• **Task requirements**:
**A.** Retype part of the watch strap thread word for word, beginning at the words "# Sharing some" and stopping after "sense of purpose.".
**B.** Repeat these lines from the entries exactly, beginning at the line that has "Can you find the patch" and stopping after the line that has "[[331, 288]]".

• **Article**:
======

# Sharing some pics of my handmade watch straps!



## Lug (Jun 24, 2018)

So if it wasn't for lockdown a couple a few months back, i'd most probably never have found the time to start tinkering around with leather :naughty:

Just thought i'd share some pics of some watch straps that i've made in my time off work.

I've up-cycled vintage leather bags, belts, shoes etc that may have come to the end of their usefulness and given them a new sense of purpose.

Its a bit pic intensive but be interested in any feedback


----------



## Always"watching" (Sep 21, 2013)

What a brilliant idea and what a nice job you have made of it. In particular, your use of vintage leather items for upcycling has given some of your straps the sort of patina that I really like to find on pre-owned watches.


----------



## Pete wilding (Jul 13, 2017)

Lug said:


> So if it wasn't for lockdown a couple a few months back, i'd most probably never have found the time to start tinkering around with leather :naughty:
> 
> Just thought i'd share some pics of some watch straps that i've made in my time off work.
> 
> ...


 They look 1st class to me.


----------



## Sulie (Jul 14, 2015)

Lug said:


> So if it wasn't for lockdown a couple a few months back, i'd most probably never have found the time to start tinkering around with leather :naughty:
> 
> Just thought i'd share some pics of some watch straps that i've made in my time off work.

======

• **Record extracts**:
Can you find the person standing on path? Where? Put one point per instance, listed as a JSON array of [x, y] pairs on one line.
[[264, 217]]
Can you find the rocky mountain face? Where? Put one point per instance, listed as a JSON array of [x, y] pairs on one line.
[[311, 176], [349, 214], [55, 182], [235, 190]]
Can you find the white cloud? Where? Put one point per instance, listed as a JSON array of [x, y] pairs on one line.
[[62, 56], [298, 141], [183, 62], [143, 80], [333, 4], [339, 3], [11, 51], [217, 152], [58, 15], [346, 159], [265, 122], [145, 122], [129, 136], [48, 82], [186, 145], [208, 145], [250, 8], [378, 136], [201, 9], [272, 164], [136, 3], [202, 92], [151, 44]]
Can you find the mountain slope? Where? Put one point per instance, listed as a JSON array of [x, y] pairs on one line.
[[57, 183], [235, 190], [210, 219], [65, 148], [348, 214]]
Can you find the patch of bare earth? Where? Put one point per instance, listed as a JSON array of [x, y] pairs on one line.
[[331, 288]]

======

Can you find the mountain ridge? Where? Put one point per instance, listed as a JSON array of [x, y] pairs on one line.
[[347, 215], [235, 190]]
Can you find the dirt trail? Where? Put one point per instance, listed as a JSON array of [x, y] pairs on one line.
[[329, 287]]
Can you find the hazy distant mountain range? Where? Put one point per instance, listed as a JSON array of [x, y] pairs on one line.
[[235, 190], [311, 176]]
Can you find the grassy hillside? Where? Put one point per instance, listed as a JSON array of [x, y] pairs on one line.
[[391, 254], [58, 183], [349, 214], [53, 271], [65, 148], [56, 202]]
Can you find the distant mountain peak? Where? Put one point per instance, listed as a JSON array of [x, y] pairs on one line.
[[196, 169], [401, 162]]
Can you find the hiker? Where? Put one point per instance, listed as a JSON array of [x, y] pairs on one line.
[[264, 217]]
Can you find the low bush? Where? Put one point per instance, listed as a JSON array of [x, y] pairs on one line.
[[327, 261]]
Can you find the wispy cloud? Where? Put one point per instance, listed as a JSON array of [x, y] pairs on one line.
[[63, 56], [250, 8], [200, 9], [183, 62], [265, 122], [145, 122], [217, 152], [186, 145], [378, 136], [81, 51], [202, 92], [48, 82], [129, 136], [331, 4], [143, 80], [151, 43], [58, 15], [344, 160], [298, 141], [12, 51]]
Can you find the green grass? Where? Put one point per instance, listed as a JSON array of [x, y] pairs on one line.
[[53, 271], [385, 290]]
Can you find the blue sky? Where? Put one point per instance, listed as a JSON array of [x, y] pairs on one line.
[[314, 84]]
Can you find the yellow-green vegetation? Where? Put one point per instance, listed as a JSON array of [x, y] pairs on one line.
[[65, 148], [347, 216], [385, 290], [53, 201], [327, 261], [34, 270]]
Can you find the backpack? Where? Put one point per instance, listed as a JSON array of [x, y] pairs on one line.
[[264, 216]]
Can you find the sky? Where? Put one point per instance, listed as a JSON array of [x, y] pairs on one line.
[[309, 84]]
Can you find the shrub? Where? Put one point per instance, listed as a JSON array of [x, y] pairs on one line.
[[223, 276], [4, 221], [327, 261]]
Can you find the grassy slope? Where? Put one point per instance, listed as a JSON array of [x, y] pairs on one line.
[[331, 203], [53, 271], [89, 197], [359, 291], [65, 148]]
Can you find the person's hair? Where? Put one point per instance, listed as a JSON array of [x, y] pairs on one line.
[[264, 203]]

======

• **Outputs for the tasks**:
**A.**
# Sharing some pics of my handmade watch straps!



## Lug (Jun 24, 2018)

So if it wasn't for lockdown a couple a few months back, i'd most probably never have found the time to start tinkering around with leather :naughty:

Just thought i'd share some pics of some watch straps that i've made in my time off work.

I've up-cycled vintage leather bags, belts, shoes etc that may have come to the end of their usefulness and given them a new sense of purpose.

**B.**
Can you find the patch of bare earth? Where? Put one point per instance, listed as a JSON array of [x, y] pairs on one line.
[[331, 288]]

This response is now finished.